## TASK INSTRUCTIONS
Your task is to give the number of lines in the listing that include "fire", and nothing else.

## MATERIAL TO PROCESS
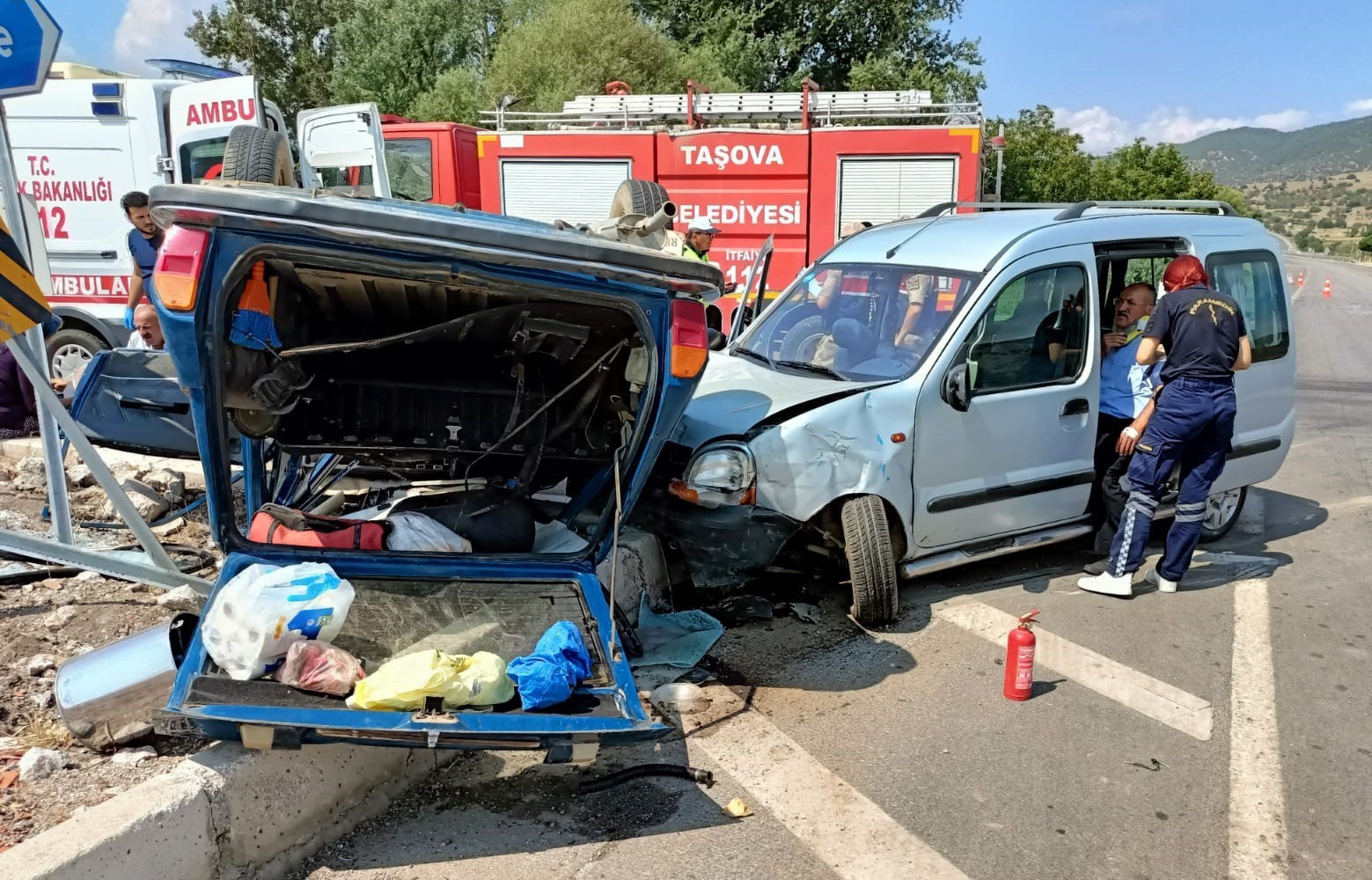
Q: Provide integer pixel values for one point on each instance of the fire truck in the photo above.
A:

* * *

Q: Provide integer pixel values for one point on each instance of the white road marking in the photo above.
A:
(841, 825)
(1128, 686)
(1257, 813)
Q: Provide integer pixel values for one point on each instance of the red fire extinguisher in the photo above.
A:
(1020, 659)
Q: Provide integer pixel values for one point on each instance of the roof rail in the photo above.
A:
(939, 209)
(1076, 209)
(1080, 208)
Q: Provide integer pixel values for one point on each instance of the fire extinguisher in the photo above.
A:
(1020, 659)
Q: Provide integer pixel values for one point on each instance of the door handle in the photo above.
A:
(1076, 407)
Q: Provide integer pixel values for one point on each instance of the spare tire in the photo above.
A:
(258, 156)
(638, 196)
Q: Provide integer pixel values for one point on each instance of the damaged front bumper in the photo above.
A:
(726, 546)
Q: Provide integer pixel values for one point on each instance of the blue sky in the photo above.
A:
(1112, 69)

## RESPONSE AREA
3